**TASK INSTRUCTIONS:**
Repeat the entries shown below with every word and mark intact.

**RECORDS TO USE:**
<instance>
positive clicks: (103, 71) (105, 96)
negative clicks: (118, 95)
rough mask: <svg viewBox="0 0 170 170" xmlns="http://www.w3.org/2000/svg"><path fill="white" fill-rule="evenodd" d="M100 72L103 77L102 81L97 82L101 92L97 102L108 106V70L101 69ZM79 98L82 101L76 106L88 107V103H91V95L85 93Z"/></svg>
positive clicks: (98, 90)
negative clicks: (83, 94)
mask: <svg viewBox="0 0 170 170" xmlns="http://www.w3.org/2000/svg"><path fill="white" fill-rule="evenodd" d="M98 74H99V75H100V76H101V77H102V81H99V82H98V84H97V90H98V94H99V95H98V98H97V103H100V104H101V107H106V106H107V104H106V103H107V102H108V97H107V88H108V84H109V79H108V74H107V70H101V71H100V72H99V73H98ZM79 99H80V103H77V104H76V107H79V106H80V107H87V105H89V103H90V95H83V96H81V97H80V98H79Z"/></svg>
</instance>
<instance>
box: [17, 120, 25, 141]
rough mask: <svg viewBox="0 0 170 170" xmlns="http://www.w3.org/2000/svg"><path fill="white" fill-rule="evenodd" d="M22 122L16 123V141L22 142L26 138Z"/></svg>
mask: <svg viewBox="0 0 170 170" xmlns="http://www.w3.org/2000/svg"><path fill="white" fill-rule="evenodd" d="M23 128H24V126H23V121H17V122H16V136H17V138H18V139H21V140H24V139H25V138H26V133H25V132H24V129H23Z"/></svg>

**SOLVED EXERCISE:**
<instance>
positive clicks: (103, 71) (105, 96)
negative clicks: (118, 95)
rough mask: <svg viewBox="0 0 170 170" xmlns="http://www.w3.org/2000/svg"><path fill="white" fill-rule="evenodd" d="M100 72L103 77L102 81L97 82L101 92L97 102L108 106V70L101 69ZM79 98L82 101L76 106L88 107V103H91V95L85 93Z"/></svg>
positive clicks: (98, 90)
negative clicks: (83, 94)
mask: <svg viewBox="0 0 170 170" xmlns="http://www.w3.org/2000/svg"><path fill="white" fill-rule="evenodd" d="M98 74H99V75H100V76H101V77H102V81H99V82H98V84H97V90H98V94H99V95H98V98H97V103H100V104H101V107H106V106H107V104H106V103H107V102H108V97H107V88H108V84H109V79H108V74H107V70H101V71H100V72H99V73H98ZM79 99H80V103H77V104H76V107H79V106H80V107H87V105H89V103H90V95H83V96H81V97H80V98H79Z"/></svg>
</instance>
<instance>
box: [17, 120, 25, 141]
rough mask: <svg viewBox="0 0 170 170" xmlns="http://www.w3.org/2000/svg"><path fill="white" fill-rule="evenodd" d="M22 122L16 123V141L22 142L26 138Z"/></svg>
mask: <svg viewBox="0 0 170 170" xmlns="http://www.w3.org/2000/svg"><path fill="white" fill-rule="evenodd" d="M23 128H24V126H23V121H17V122H16V136H17V138H18V139H21V140H24V139H25V138H26V133H25V132H24V129H23Z"/></svg>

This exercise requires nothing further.